Saved data entries
***
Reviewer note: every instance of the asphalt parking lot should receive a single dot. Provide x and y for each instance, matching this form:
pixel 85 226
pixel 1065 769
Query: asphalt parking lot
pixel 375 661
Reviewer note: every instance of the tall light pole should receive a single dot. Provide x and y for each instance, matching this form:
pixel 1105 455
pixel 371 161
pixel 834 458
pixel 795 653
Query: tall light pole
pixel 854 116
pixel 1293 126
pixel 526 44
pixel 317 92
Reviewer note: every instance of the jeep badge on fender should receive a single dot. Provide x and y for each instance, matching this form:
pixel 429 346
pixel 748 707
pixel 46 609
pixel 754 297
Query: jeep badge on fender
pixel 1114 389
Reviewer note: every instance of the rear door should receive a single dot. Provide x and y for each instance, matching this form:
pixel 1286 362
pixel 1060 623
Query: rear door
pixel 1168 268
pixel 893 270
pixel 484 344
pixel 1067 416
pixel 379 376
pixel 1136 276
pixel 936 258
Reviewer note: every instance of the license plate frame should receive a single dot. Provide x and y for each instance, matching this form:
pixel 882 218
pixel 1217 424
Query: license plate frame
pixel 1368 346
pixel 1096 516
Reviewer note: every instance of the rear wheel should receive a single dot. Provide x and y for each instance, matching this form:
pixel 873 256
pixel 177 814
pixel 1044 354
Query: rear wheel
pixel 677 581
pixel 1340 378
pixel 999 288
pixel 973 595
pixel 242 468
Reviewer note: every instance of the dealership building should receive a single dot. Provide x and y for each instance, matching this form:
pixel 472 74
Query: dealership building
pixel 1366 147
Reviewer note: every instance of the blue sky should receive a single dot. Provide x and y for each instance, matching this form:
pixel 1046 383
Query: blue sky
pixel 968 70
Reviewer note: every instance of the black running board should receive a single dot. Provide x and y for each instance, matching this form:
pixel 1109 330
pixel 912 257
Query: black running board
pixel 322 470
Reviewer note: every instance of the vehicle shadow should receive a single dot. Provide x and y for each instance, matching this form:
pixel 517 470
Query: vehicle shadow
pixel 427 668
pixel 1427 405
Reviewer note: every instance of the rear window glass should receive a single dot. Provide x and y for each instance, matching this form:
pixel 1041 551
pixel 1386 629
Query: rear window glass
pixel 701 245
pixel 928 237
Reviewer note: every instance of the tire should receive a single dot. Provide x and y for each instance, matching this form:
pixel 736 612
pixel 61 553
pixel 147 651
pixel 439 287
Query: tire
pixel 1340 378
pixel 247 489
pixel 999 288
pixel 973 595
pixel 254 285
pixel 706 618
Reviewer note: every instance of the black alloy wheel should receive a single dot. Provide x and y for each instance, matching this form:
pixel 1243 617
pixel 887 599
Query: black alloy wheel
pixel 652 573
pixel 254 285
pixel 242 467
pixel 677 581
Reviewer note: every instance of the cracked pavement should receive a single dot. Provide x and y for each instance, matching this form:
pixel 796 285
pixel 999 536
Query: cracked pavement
***
PROBLEM DESCRIPTION - Rewrite all of the entries above, swapping each "Reviewer note" for "Annotator note" and leaving everything else unchanged.

OUTPUT FOR THIS TASK -
Annotator note: every instance of the asphalt parking lot should receive a single dot. Provide x and y for each instance, matching this form:
pixel 85 226
pixel 1065 769
Query: asphalt parking lot
pixel 375 661
Annotator note: every instance of the tall light pole should receive a single dot. Provide x and y for each instance, matching this form:
pixel 1105 455
pixel 371 161
pixel 834 458
pixel 795 653
Query: tall light pole
pixel 854 116
pixel 1293 126
pixel 526 44
pixel 317 92
Annotator note: every instance of the jeep badge on fender should receive a single dot. Provide x and y for each instance, matching this form:
pixel 429 346
pixel 748 707
pixel 46 609
pixel 754 297
Query: jeep badge on fender
pixel 1114 389
Annotator note: every instance of the rear door should receive a single dot. Provide x and y for each instance, matching this form:
pixel 1286 362
pixel 1060 623
Query: rear door
pixel 1168 268
pixel 893 270
pixel 484 344
pixel 1067 416
pixel 379 376
pixel 1136 276
pixel 936 258
Annotator note: every instance of the license plate frame should receive a single dot. Provide x and y for each instance, matching this form:
pixel 882 218
pixel 1217 424
Query: license plate frame
pixel 1368 346
pixel 1096 516
Annotator note: every instance of the rear wheel should receive a single dot. Provide x and y for each instance, matching this form:
pixel 873 256
pixel 177 814
pixel 1044 354
Query: rear wheel
pixel 677 581
pixel 1340 378
pixel 999 288
pixel 973 595
pixel 242 468
Annotator note: every instance of the dealership building should receive a single dot. Provide x and y for each instance, matching this form:
pixel 472 74
Query: dealership building
pixel 1366 147
Annotator note: every instance of the blue sky should receive a single dot. Provide x and y for each instance, matching this form:
pixel 1046 383
Query: blue sky
pixel 968 70
Annotator note: every instance of the black running board should receive a single dot. Provide x and y for each instance, matching this form:
pixel 1109 330
pixel 912 257
Query: black running board
pixel 322 470
Annotator note: every instance of the vehicle shadow should receive a single dot. Provide x and y for each instance, matching this form:
pixel 517 470
Query: vehicle shadow
pixel 427 668
pixel 1427 405
Annotator note: every instance of the rear window glass should receive a single dot. Provide x and y for each instance, matching this form:
pixel 1041 551
pixel 1386 629
Query: rear window glass
pixel 701 245
pixel 928 237
Annotator note: every instance of the tire should receive a single dot. Provide x and y for each instance, matching this form:
pixel 736 612
pixel 61 553
pixel 147 651
pixel 439 287
Query: tire
pixel 1340 378
pixel 247 489
pixel 999 288
pixel 973 595
pixel 254 285
pixel 706 618
Annotator note: every instance of the black alloy wheel should receive a single dot. Provide x and y for each instance, matching this form:
pixel 1243 617
pixel 887 599
Query: black alloy wheel
pixel 652 573
pixel 254 285
pixel 242 467
pixel 677 581
Annotator note: every instance of the cracked pavement should receive a single dot. Provide x and y for each instance, matching this form:
pixel 796 285
pixel 999 536
Query: cracked pavement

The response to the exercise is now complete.